→ SOURCE MATERIAL:
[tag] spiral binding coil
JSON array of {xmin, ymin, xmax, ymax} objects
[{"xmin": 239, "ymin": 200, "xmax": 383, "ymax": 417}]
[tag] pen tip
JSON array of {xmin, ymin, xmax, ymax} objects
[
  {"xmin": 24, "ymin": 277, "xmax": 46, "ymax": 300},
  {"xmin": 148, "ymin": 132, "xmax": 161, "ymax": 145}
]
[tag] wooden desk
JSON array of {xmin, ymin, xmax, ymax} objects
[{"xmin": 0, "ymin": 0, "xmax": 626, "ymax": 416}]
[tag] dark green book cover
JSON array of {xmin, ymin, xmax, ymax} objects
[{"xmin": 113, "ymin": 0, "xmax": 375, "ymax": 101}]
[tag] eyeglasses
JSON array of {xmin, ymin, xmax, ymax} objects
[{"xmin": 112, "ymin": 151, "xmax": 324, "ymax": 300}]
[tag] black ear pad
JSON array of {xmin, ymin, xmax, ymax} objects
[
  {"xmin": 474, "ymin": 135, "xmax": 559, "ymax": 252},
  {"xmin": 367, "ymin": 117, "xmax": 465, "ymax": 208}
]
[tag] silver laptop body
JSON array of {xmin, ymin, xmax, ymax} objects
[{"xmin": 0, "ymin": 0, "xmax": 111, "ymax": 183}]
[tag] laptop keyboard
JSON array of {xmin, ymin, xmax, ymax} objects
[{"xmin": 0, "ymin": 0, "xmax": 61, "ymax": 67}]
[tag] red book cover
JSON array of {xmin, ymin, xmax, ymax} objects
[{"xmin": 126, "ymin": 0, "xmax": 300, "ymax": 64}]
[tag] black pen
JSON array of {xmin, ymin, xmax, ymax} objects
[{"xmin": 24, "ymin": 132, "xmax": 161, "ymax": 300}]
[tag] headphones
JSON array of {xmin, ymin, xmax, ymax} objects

→ EXERCISE BRIEF: Collect every line from the items above that contains the word "book", and copy each one out in full.

→ WRITTEN ANSWER:
[tag] dark green book cover
[tag] red book cover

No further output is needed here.